§ **What needs to be done**: Transcribe each of the following lines verbatim, omitting the pictures from your answer.

begin The data

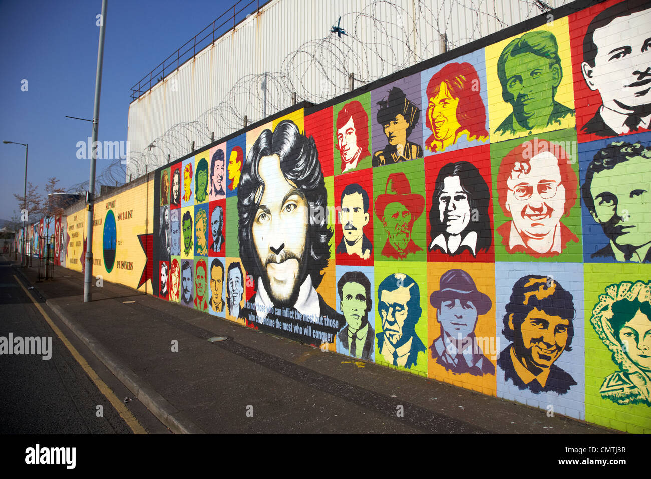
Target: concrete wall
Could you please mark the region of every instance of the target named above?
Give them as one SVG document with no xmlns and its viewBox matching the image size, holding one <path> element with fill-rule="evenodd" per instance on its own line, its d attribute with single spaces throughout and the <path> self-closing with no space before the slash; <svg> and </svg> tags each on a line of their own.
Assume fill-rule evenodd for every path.
<svg viewBox="0 0 651 479">
<path fill-rule="evenodd" d="M 125 187 L 96 206 L 93 274 L 651 432 L 651 5 L 586 5 L 282 112 Z M 66 212 L 74 269 L 83 213 Z M 109 257 L 132 269 L 109 270 L 113 239 Z"/>
</svg>

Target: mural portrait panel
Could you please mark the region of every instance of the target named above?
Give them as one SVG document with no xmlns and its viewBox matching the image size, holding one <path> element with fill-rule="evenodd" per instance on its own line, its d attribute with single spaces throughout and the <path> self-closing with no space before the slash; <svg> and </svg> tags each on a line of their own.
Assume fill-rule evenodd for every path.
<svg viewBox="0 0 651 479">
<path fill-rule="evenodd" d="M 426 154 L 488 141 L 484 51 L 477 50 L 421 74 Z"/>
<path fill-rule="evenodd" d="M 371 166 L 370 102 L 367 93 L 333 108 L 335 175 Z"/>
<path fill-rule="evenodd" d="M 264 130 L 244 164 L 237 204 L 240 257 L 256 286 L 240 314 L 260 329 L 334 342 L 343 318 L 316 291 L 330 259 L 327 208 L 314 140 L 291 121 Z"/>
<path fill-rule="evenodd" d="M 376 341 L 373 269 L 338 265 L 337 276 L 339 310 L 345 321 L 337 333 L 337 352 L 372 361 Z"/>
<path fill-rule="evenodd" d="M 556 19 L 485 48 L 492 142 L 575 126 L 568 28 Z"/>
<path fill-rule="evenodd" d="M 564 131 L 568 136 L 564 138 L 575 138 L 571 130 Z M 508 150 L 514 145 L 501 156 L 503 149 Z M 492 151 L 497 190 L 497 201 L 493 203 L 495 226 L 501 239 L 495 242 L 496 248 L 499 244 L 507 254 L 502 257 L 519 254 L 536 259 L 550 259 L 563 254 L 572 255 L 573 259 L 581 256 L 580 210 L 575 207 L 578 180 L 575 170 L 578 165 L 577 155 L 568 149 L 568 146 L 573 149 L 575 145 L 572 141 L 530 137 L 523 143 L 501 143 L 499 152 Z M 498 257 L 497 249 L 495 257 Z"/>
<path fill-rule="evenodd" d="M 413 75 L 371 92 L 374 167 L 422 158 L 419 80 Z"/>
<path fill-rule="evenodd" d="M 644 134 L 579 146 L 585 261 L 651 262 L 650 142 Z"/>
<path fill-rule="evenodd" d="M 604 2 L 592 16 L 570 17 L 577 129 L 582 141 L 649 130 L 651 5 Z"/>
</svg>

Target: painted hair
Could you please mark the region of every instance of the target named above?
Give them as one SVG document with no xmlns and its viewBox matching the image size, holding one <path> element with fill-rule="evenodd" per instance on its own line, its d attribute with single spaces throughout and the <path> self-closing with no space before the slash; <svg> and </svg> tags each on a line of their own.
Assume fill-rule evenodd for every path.
<svg viewBox="0 0 651 479">
<path fill-rule="evenodd" d="M 631 144 L 626 141 L 613 141 L 594 155 L 588 165 L 585 181 L 581 187 L 581 196 L 588 210 L 594 212 L 594 199 L 590 190 L 594 175 L 606 169 L 613 169 L 620 163 L 628 162 L 636 156 L 641 156 L 651 162 L 651 147 L 644 147 L 639 143 Z"/>
</svg>

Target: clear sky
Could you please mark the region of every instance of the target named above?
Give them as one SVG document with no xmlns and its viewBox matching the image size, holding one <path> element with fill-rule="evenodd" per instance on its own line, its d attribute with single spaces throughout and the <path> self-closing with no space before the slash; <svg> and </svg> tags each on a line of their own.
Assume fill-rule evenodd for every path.
<svg viewBox="0 0 651 479">
<path fill-rule="evenodd" d="M 109 0 L 100 141 L 126 141 L 130 88 L 234 3 Z M 92 124 L 65 116 L 92 118 L 101 10 L 102 0 L 0 0 L 0 141 L 29 145 L 27 181 L 41 194 L 50 177 L 65 189 L 89 179 L 76 145 Z M 109 163 L 98 160 L 98 174 Z M 8 220 L 20 209 L 12 194 L 23 194 L 24 147 L 0 143 L 0 218 Z"/>
</svg>

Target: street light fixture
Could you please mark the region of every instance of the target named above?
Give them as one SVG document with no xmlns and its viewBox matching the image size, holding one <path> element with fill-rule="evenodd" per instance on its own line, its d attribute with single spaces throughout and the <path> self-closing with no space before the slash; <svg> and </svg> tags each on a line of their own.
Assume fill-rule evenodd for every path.
<svg viewBox="0 0 651 479">
<path fill-rule="evenodd" d="M 25 220 L 27 212 L 27 144 L 24 143 L 16 143 L 16 141 L 3 141 L 5 145 L 21 145 L 25 147 L 25 189 L 23 191 L 23 199 L 25 200 L 25 206 L 23 207 L 24 210 L 23 214 L 21 215 L 23 217 L 23 244 L 22 244 L 22 253 L 21 254 L 21 265 L 23 267 L 27 265 L 27 257 L 25 254 L 25 241 L 26 239 L 26 233 L 25 230 Z"/>
</svg>

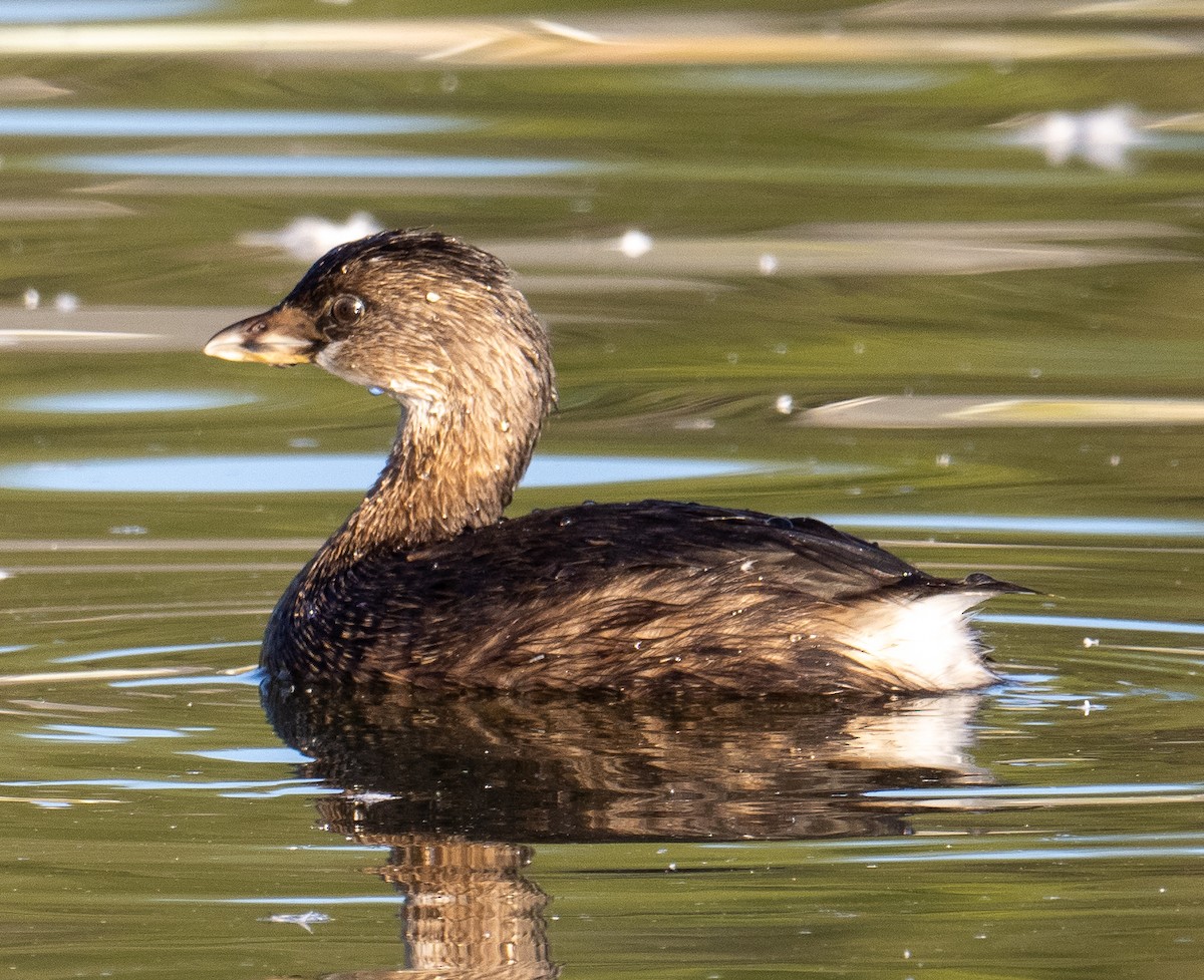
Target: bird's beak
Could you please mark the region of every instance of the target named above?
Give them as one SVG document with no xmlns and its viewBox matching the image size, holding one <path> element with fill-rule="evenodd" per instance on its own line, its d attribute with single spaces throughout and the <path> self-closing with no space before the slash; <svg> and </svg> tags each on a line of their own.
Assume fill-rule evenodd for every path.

end The data

§ **The result**:
Target: concrete wall
Could you please mark the region of every instance of the target named above?
Give them as one SVG document with no xmlns and its viewBox matching the image size, holding one <path> element with fill-rule="evenodd" per instance on its own line, its d attribute with single spaces throughout and the <path> self-closing with no space before the slash; <svg> and </svg> tags each on a line of their own.
Assume fill-rule evenodd for every path.
<svg viewBox="0 0 651 479">
<path fill-rule="evenodd" d="M 125 187 L 96 206 L 93 274 L 651 432 L 651 5 L 586 5 L 282 112 Z M 66 212 L 74 269 L 83 213 Z M 109 257 L 132 269 L 109 270 L 113 239 Z"/>
</svg>

Target: mural portrait panel
Could you please mark the region of every instance of the target named above?
Give them as one SVG document with no xmlns and its viewBox matching the image size, holding one <path> element with fill-rule="evenodd" per instance on its own line, its d attribute with single spaces throughout and the <path> self-closing with no space before the slash; <svg> and </svg> tags each on a line of their own.
Assume fill-rule evenodd for every path.
<svg viewBox="0 0 651 479">
<path fill-rule="evenodd" d="M 426 154 L 488 141 L 484 51 L 477 50 L 421 74 Z"/>
<path fill-rule="evenodd" d="M 371 166 L 370 102 L 367 93 L 333 108 L 335 175 Z"/>
<path fill-rule="evenodd" d="M 264 130 L 244 164 L 237 204 L 240 257 L 256 286 L 240 314 L 260 329 L 334 342 L 343 318 L 316 291 L 330 259 L 327 208 L 314 140 L 291 121 Z"/>
<path fill-rule="evenodd" d="M 376 341 L 373 269 L 338 265 L 337 276 L 339 310 L 345 321 L 337 333 L 337 352 L 372 361 Z"/>
<path fill-rule="evenodd" d="M 556 19 L 485 48 L 492 142 L 575 126 L 568 28 Z"/>
<path fill-rule="evenodd" d="M 564 131 L 568 136 L 564 138 L 575 138 L 571 130 Z M 508 150 L 514 145 L 501 156 L 503 149 Z M 492 151 L 497 190 L 497 201 L 493 203 L 495 226 L 501 239 L 495 242 L 496 248 L 499 244 L 507 254 L 502 257 L 519 254 L 536 259 L 550 259 L 563 254 L 572 255 L 573 259 L 581 256 L 580 210 L 575 207 L 578 180 L 575 170 L 578 165 L 577 155 L 568 149 L 568 146 L 573 149 L 575 145 L 572 141 L 530 137 L 523 143 L 501 143 L 499 152 Z M 498 257 L 497 249 L 495 257 Z"/>
<path fill-rule="evenodd" d="M 413 75 L 371 92 L 374 167 L 422 158 L 419 80 Z"/>
<path fill-rule="evenodd" d="M 644 134 L 579 146 L 585 261 L 651 262 L 650 142 Z"/>
<path fill-rule="evenodd" d="M 604 2 L 592 16 L 570 17 L 577 129 L 582 141 L 649 130 L 651 5 Z"/>
</svg>

Target: painted hair
Could you please mark the region of every instance of the target named above?
Give them as one SVG document with no xmlns and its viewBox matching the image size, holding one <path> element with fill-rule="evenodd" per instance on its own line, its d attribute with single spaces throughout and the <path> self-closing with no space before the slash; <svg> and </svg> tags each on a line of their own.
Assume fill-rule evenodd for every path.
<svg viewBox="0 0 651 479">
<path fill-rule="evenodd" d="M 631 144 L 626 141 L 613 141 L 594 155 L 588 165 L 585 181 L 581 187 L 581 196 L 588 210 L 594 212 L 594 199 L 590 190 L 594 175 L 606 169 L 613 169 L 620 163 L 628 162 L 636 156 L 641 156 L 651 162 L 651 147 L 644 147 L 639 143 Z"/>
</svg>

Target: clear sky
Could you please mark the region of every instance of the target named above?
Give them as one SVG document with no xmlns and its viewBox matching the image size, holding one <path> element with fill-rule="evenodd" per instance on its own line, its d attribute with single spaces throughout and the <path> self-closing with no space before the slash; <svg> and </svg> tags each on a line of their own.
Assume fill-rule evenodd for every path.
<svg viewBox="0 0 651 479">
<path fill-rule="evenodd" d="M 109 0 L 100 141 L 126 141 L 130 88 L 234 3 Z M 92 124 L 65 116 L 92 118 L 101 10 L 102 0 L 0 0 L 0 141 L 29 145 L 27 181 L 41 194 L 50 177 L 65 189 L 89 179 L 76 145 Z M 109 163 L 98 160 L 98 174 Z M 8 220 L 20 209 L 12 194 L 23 194 L 24 147 L 0 143 L 0 218 Z"/>
</svg>

Target: street light fixture
Could you please mark the region of every instance of the target named above?
Give them as one SVG document with no xmlns and its viewBox matching the image size, holding one <path> element with fill-rule="evenodd" per instance on its own line, its d attribute with single spaces throughout and the <path> self-closing with no space before the slash; <svg> and </svg> tags each on a line of their own.
Assume fill-rule evenodd for every path.
<svg viewBox="0 0 651 479">
<path fill-rule="evenodd" d="M 25 220 L 27 212 L 27 144 L 24 143 L 16 143 L 16 141 L 3 141 L 5 145 L 21 145 L 25 147 L 25 189 L 23 191 L 23 199 L 25 200 L 25 206 L 23 207 L 24 210 L 23 214 L 21 215 L 23 217 L 23 244 L 22 244 L 22 253 L 21 254 L 21 265 L 23 267 L 27 265 L 27 257 L 25 254 L 25 241 L 26 239 L 26 233 L 25 230 Z"/>
</svg>

Target: bird's beak
Could you please mark the region of every instance of the target named above?
Give them as one SVG document with no xmlns and its viewBox matching the image size, holding one <path> element with fill-rule="evenodd" per instance on its own line, its d attribute with single spaces throughout and the <path> self-closing with no space before the slash; <svg> and </svg> tags each on a line of their own.
Assume fill-rule evenodd for every path.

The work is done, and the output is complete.